**Exercise text**
================================

Neil Nixon Interviews Tony Elliott - Part One

Last updated : 05 March 2009 By Neil Nixon

You Can't Take Carlisle From the Boy

The State Of Goalkeeping In England

I had more response to the column on the state of English goalkeeping than I get to most of my syndicated columns. I wasn't exactly over-run, but I did realise I am not the only person concerned about the issue. One respondent needs little introduction to Carlisle fans. Tony Elliott has played and coached at Carlisle during a lengthy and colourful career. I wasn't going to let the chance of engaging with one of the most knowledgeable people in the goalkeeping game pass me by, so the current column is given over to a brief interview.



1. Tony, can you briefly describe the kind of goalkeeper coaching that you are involved with, and where you currently work?

Since leaving my post as full time goalkeeper coach at CUFC I have been very active locally in terms of coaching goalkeepers. I have been running my goalkeeping school, the No.1 Keeper Club in three different venues around Cumbria, namely Carlisle, Brampton and Maryport and we have had around half a dozen of the keepers that have come through that system actually go on to sign for CUFC as well as other pro clubs!

I have also been a member of the coaching/scouting staff at the Liverpool FC Academy for the past four years and I also now head some of their community soccer camps in venues across Europe every summer.

I am also the Cumberland FA's Goalkeeping Development coach as well as the tutor for their FA Goalkeeping Level 1 Award (I also perform this role for other County FA's across the North of England including the Isle of Man and Lancashire FA's as a qualified FA tutor/assessor.)

I am also very proud to be the England Futsal Team's Specialist Goalkeeper Coach and have been for the past eighteen months and have travelled to places such as Hungary (Futsal World Cup Qualifiers), France for a four team tournament against France, Holland and Montenegro and recently to Dublin for the Futsal European Championship Qualifiers to compete with Ireland, Cyprus and Kazakhstan.



2. From what you have seen, how well are goalkeeping coaches used in the English game?

We are never used anywhere near enough! The qualification pathway for goalkeeper coaches is a lot tougher than outfield coaches. A goalkeeper coach must first have a qualification as an outfield coach before they can step to the equivalent goalkeeping qualification (see diagram below).




So the onus is very much on any aspiring goalkeeper coach to firstly become an outfield coach and then a specialist in their particular field of goalkeeping. What about the top level goalkeepers, are they not knowledgeable enough when they finish playing to pass on the experience that they have built up over the years from actually playing the game at such a high level and also working with top keeper coaches throughout their own careers?

The other difficulty for qualified keeper coaches who work daily at pro clubs is that they are basically there to warm up the keepers, keep them ticking over and at best assess the goalkeepers under their wing during game play. Very rarely will the manager/head coach ask the goalkeeper coach to get involved or take a session using the outfield players with the exception being the odd session with the goalkeeper and the back four/five or shooting drills. Therefore, what is the point of the goalkeeper coach going through all the expense and time of gaining these outfield qualification's when they are very rarely going to need the knowledge gained when going on the top level courses!

================================

**Extracted records**
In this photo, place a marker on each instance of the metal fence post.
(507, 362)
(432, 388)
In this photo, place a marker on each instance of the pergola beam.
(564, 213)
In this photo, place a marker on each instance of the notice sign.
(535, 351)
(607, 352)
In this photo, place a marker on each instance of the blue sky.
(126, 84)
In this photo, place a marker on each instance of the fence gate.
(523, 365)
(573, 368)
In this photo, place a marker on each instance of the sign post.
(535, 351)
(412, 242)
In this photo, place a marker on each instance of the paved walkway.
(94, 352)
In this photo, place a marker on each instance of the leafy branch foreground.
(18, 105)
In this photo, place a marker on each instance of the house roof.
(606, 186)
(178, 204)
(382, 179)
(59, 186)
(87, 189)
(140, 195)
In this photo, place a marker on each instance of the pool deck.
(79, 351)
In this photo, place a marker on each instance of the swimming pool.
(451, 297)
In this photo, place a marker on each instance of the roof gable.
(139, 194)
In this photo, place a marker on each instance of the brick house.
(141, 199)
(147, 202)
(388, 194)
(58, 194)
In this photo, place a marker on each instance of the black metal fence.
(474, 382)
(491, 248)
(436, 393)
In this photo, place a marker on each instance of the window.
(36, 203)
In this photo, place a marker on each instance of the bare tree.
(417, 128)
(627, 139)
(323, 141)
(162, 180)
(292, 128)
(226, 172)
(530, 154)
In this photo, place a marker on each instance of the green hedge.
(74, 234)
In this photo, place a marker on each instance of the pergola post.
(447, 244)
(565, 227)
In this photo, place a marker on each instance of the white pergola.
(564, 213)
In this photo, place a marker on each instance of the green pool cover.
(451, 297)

================================

**Activity**
In the goalkeeping interview, rewrite everything from "I am also very" down to "(see diagram below).", switching "eighteen months" to "two years".

**Expected answer**
I am also very proud to be the England Futsal Team's Specialist Goalkeeper Coach and have been for the past two years and have travelled to places such as Hungary (Futsal World Cup Qualifiers), France for a four team tournament against France, Holland and Montenegro and recently to Dublin for the Futsal European Championship Qualifiers to compete with Ireland, Cyprus and Kazakhstan.



2. From what you have seen, how well are goalkeeping coaches used in the English game?

We are never used anywhere near enough! The qualification pathway for goalkeeper coaches is a lot tougher than outfield coaches. A goalkeeper coach must first have a qualification as an outfield coach before they can step to the equivalent goalkeeping qualification (see diagram below).